# Required action a
Extract the full music review below, reproducing every word and line verbatim.

--- Text provided ---

Summer’s Journey, a two-movement work for band, also features a
sort of interesting stylistic dynamic. It begins in a kind of polytonal way,
replete with complex and pleasing textures. Then, some of the individual
instrumental lines begin to assert themselves. A solo flute seems to want to
sound like Mozart. By the end of the second movement, the work is practically
in full-blown military band swagger mode. Schwartz employs a remarkable
fluidity of language, but not in a gimmicky way. The flow is natural and serves
the narrative of the music.

Finally, there is Darwin’s Dream, an epic work of electronica (it
runs for more than half an hour) built around a silly little ditty produced by
an ARP synthesizer that reminds me of nothing so much as the annoying tunes
that accompanied the video games that my children used to play incessantly. But
as the piece builds up layers of complexity, the chirpy theme emerges as a
familiar and even welcome signpost along a dense journey. Early in the music,
Schwartz weaves the opening of Schumann’s Kinderscenen into the mix, and
suddenly the electronic music becomes a variation on that sweet melody. Toward
the end of the work, spoken voice is introduced, which is manipulated for
rhythmic effect, à la Steve Reich. The whole listening experience is of hearing
a lot of detail within a massive construction.

--- Data for the task ---

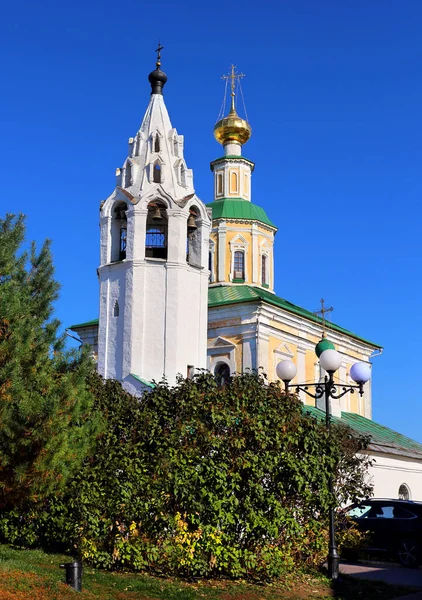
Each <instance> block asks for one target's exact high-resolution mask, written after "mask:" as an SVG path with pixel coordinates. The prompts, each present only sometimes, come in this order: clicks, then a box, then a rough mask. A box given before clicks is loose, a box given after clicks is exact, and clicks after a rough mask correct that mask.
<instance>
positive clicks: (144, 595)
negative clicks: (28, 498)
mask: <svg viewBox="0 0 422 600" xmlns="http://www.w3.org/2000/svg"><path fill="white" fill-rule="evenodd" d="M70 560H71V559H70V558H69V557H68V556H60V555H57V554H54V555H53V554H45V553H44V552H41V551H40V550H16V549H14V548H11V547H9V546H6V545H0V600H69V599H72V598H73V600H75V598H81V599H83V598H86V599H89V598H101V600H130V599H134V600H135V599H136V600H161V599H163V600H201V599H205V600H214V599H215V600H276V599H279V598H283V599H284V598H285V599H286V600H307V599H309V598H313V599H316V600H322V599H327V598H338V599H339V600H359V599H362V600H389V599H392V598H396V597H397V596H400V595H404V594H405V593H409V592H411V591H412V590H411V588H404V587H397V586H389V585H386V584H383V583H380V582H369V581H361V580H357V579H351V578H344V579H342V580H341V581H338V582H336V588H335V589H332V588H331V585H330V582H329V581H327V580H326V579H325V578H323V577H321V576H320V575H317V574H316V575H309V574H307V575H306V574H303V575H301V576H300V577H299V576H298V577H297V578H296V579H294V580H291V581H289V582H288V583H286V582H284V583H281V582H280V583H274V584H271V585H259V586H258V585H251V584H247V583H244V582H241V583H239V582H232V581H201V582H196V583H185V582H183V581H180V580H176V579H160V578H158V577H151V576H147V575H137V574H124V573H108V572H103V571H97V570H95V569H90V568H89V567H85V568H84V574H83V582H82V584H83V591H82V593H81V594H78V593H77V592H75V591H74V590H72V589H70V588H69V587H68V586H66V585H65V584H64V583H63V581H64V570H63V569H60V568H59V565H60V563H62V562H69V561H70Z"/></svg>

---

# Required action b
Which lines in the listing above contain the string "clicks"? Find them, treating case as significant, and copy each one.

# Expected answer a
Summer’s Journey, a two-movement work for band, also features a
sort of interesting stylistic dynamic. It begins in a kind of polytonal way,
replete with complex and pleasing textures. Then, some of the individual
instrumental lines begin to assert themselves. A solo flute seems to want to
sound like Mozart. By the end of the second movement, the work is practically
in full-blown military band swagger mode. Schwartz employs a remarkable
fluidity of language, but not in a gimmicky way. The flow is natural and serves
the narrative of the music.

Finally, there is Darwin’s Dream, an epic work of electronica (it
runs for more than half an hour) built around a silly little ditty produced by
an ARP synthesizer that reminds me of nothing so much as the annoying tunes
that accompanied the video games that my children used to play incessantly. But
as the piece builds up layers of complexity, the chirpy theme emerges as a
familiar and even welcome signpost along a dense journey. Early in the music,
Schwartz weaves the opening of Schumann’s Kinderscenen into the mix, and
suddenly the electronic music becomes a variation on that sweet melody. Toward
the end of the work, spoken voice is introduced, which is manipulated for
rhythmic effect, à la Steve Reich. The whole listening experience is of hearing
a lot of detail within a massive construction.

# Expected answer b
Each <instance> block asks for one target's exact high-resolution mask, written after "mask:" as an SVG path with pixel coordinates. The prompts, each present only sometimes, come in this order: clicks, then a box, then a rough mask. A box given before clicks is loose, a box given after clicks is exact, and clicks after a rough mask correct that mask.
positive clicks: (144, 595)
negative clicks: (28, 498)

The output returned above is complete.